■ Requirement 1
Set down the part of the passage on Auguste Scheurer-Kestner between "He was a Republican" and "1920 to 1927.", inclusive, word for word.
■ Requirement 2
According to the passage on Auguste Scheurer-Kestner, on what date did he become senator for life?

■ Supplied passage
Auguste Scheurer-Kestner (11 February 1833 in Mulhouse (Haut Rhin) – 19 September 1899 in Bagnères-de-Luchon (Haute Garonne)) was a chemist, industrialist, a Protestant and an Alsatian politician. He was the uncle by marriage of the wife of Jules Ferry.
He was a Republican and opposed the Empire of Napoleon III. He was elected member of for Haut Rhin on 2 July 1871 and became senator for life on 15 September 1875. Twenty years later, he was the last representative of the Alsace French Parliament. A close friend of Georges Clemenceau and Léon Gambetta, he provided the greater part of the funds for the publication of The French Republic newspaper that ran from 1879 to 1884. In 1894, Auguste Scheurer-Kestner as Senior Vice-President of the Senate was considered a moral authority in politics.
His brother, Julius Scheurer, stayed in Alsace under German occupation. He was Senator for the Haut Rhin department from 1920 to 1927.
Born in Mulhouse on 11 February 1833 as Auguste Scheurer, his father was a Republican industrialist. Auguste attended school at first in Strasbourg then from 1852 in Paris where he was a pupil of Mr Wurtz at the School of Medicine.

(Stored data entries)
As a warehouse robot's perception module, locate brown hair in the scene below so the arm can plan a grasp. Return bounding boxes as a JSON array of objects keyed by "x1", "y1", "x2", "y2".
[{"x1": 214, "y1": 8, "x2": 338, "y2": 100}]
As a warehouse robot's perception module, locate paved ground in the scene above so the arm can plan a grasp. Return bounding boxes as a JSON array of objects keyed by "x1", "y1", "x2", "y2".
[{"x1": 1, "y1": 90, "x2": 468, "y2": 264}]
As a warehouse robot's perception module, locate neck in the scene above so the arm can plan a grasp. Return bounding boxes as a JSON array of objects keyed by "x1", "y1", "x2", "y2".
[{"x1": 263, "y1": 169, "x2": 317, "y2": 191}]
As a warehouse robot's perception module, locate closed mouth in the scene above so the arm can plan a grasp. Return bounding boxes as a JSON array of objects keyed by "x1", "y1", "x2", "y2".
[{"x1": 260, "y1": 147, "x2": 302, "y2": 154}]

■ Final answer 1
He was a Republican and opposed the Empire of Napoleon III. He was elected member of for Haut Rhin on 2 July 1871 and became senator for life on 15 September 1875. Twenty years later, he was the last representative of the Alsace French Parliament. A close friend of Georges Clemenceau and Léon Gambetta, he provided the greater part of the funds for the publication of The French Republic newspaper that ran from 1879 to 1884. In 1894, Auguste Scheurer-Kestner as Senior Vice-President of the Senate was considered a moral authority in politics.
His brother, Julius Scheurer, stayed in Alsace under German occupation. He was Senator for the Haut Rhin department from 1920 to 1927.

■ Final answer 2
15 September 1875